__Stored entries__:
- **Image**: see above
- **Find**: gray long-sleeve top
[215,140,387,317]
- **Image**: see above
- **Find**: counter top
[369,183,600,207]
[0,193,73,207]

__Problem details__: Collect every line from the entries above that contains the string "Find", and list those lines.

__Correct result__:
- **Find**: gray long-sleeve top
- **Find**: counter top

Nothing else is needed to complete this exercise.